### STATED PROBLEM
List each line of the records below that contains the word "white", matching its case exactly.

### DATA LINES
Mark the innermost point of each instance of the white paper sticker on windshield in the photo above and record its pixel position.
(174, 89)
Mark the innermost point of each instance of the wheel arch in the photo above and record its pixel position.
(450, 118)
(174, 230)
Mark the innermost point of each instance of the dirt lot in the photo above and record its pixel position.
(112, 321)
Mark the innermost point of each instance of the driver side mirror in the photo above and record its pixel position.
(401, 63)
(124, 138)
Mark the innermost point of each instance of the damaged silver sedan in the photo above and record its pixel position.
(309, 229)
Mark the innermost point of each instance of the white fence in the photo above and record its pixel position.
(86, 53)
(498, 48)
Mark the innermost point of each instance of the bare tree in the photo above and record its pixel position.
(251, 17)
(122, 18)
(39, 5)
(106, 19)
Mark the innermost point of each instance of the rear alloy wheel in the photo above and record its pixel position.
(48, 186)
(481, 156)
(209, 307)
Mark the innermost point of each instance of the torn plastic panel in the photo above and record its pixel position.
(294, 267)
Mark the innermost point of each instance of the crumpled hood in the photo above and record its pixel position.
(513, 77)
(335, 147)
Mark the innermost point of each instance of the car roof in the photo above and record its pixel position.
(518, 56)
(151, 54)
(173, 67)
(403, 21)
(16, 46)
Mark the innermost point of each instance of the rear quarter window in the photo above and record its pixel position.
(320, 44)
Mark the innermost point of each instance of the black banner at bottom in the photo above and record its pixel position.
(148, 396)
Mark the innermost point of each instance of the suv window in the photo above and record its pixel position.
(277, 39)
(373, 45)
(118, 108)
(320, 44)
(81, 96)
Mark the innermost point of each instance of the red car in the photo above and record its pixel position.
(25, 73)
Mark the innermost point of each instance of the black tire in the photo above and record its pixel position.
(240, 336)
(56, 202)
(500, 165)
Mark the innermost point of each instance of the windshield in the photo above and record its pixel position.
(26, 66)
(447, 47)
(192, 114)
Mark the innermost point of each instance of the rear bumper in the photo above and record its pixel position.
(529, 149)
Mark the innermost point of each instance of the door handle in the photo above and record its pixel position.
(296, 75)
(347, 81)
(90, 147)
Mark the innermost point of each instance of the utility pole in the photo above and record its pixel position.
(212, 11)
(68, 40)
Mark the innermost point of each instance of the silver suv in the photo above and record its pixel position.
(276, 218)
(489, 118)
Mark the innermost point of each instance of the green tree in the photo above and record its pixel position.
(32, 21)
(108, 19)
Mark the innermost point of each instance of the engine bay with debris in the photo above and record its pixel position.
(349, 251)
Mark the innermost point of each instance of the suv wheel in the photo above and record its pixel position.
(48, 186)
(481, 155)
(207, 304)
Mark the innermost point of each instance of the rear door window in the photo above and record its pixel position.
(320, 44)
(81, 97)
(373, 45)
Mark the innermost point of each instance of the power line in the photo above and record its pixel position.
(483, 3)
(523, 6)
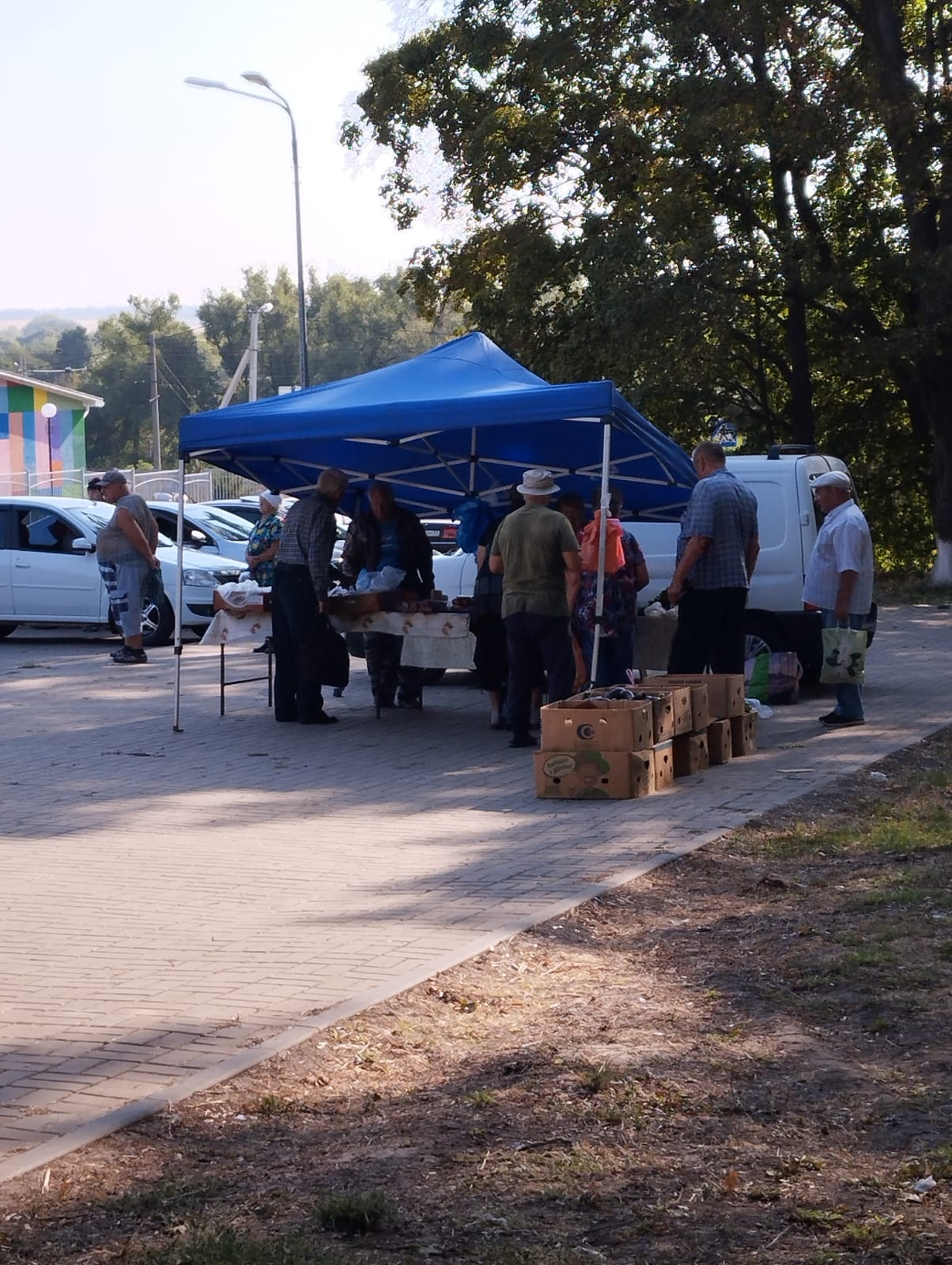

### COMPLETED EXERCISE
Mark the innermost point of each instance of the white paper sticker on windshield in the photo above and record its pixel position.
Mark the innermost point of each instance of the white fence in the photo above and record its pixel position.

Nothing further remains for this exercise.